BRIEF
Copy part of the code review comment word for word. Begin at the words "via GitHub Fri, 17" and stop after "writeChunk(array, bytesToPut.toInt)".

SELECTED TEXT
[GitHub] [daffodil] stevedlawrence commented on a diff in pull request #988: Update parse error message

via GitHub Fri, 17 Mar 2023 06:22:35 -0700


stevedlawrence commented on code in PR #988:
URL: https://github.com/apache/daffodil/pull/988#discussion_r1140230245



##########
daffodil-runtime1/src/main/scala/org/apache/daffodil/runtime1/processors/parsers/BlobLengthParsers.scala:
##########
@@ -54,14 +53,7 @@ trait ByteChunkWriter { self: PrimParser =>
         writeChunk(array, bytesToPut.toInt)
         remainingBitsToGet -= bitsToGet
       } else {
-        val remainingBits =
-          if (dis.remainingBits.isDefined) {
-            val totalBitsRead = nBits - remainingBitsToGet
-            MaybeULong(dis.remainingBits.get + totalBitsRead)
-          } else {
-            MaybeULong.Nope
-          }
-        self.PENotEnoughBits(start, nBits, remainingBits)
+        self.PENotEnoughBits(start, nBits, dis)

Review Comment:
   This change could potentially lead to confusion because blobs are read in 
chunks?
   
   As an example, let's say we have 3 bytes in the data, our blob size if 4 
bytes, and the chunk size is 1 byte.
   
   So `nBits` will be 4 * 8 = 32 bits to read, with only 24 bits available.

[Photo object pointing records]
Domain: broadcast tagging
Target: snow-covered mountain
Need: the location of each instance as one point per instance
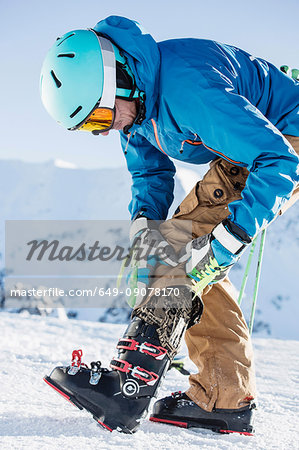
(35, 416)
(58, 190)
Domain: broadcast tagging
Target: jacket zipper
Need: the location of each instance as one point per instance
(189, 141)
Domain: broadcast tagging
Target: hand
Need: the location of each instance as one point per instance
(209, 257)
(148, 248)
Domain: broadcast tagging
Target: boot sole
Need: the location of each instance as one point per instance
(80, 405)
(192, 424)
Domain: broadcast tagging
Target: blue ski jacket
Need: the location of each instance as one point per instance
(206, 100)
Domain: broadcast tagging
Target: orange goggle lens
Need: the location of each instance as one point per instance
(101, 119)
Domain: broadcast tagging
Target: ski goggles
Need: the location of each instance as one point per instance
(101, 118)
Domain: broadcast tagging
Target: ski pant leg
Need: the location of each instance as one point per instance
(220, 344)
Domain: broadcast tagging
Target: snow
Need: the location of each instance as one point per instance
(47, 192)
(33, 415)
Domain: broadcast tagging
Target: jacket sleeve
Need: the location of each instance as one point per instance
(152, 178)
(230, 126)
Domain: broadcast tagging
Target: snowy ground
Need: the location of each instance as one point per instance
(32, 415)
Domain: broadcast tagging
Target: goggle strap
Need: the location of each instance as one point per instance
(109, 65)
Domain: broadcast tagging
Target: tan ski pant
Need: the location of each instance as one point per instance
(220, 344)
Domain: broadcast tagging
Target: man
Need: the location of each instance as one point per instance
(197, 101)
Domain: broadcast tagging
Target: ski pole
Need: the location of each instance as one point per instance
(246, 273)
(257, 279)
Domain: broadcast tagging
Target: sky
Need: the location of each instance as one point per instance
(265, 28)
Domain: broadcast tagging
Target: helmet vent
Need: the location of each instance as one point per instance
(58, 82)
(66, 55)
(76, 112)
(70, 35)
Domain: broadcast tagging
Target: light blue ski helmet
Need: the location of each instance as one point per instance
(79, 74)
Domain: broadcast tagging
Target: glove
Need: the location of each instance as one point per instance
(148, 248)
(209, 257)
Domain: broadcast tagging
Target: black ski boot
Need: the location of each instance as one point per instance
(180, 411)
(120, 397)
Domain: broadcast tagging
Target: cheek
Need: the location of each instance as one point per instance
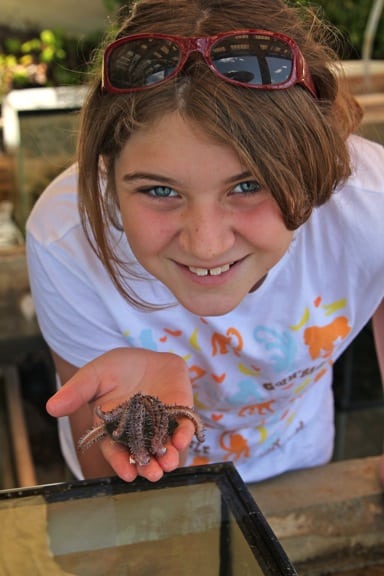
(145, 231)
(265, 227)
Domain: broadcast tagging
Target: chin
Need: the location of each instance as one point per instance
(207, 309)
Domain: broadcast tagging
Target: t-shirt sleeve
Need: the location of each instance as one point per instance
(75, 321)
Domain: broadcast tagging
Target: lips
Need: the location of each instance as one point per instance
(209, 271)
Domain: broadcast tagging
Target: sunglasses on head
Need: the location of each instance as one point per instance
(257, 59)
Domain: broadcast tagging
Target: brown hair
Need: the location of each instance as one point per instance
(295, 145)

FULL RESPONSE
via GitHub Fri, 17 Mar 2023 06:22:35 -0700


stevedlawrence commented on code in PR #988:
URL: https://github.com/apache/daffodil/pull/988#discussion_r1140230245



##########
daffodil-runtime1/src/main/scala/org/apache/daffodil/runtime1/processors/parsers/BlobLengthParsers.scala:
##########
@@ -54,14 +53,7 @@ trait ByteChunkWriter { self: PrimParser =>
         writeChunk(array, bytesToPut.toInt)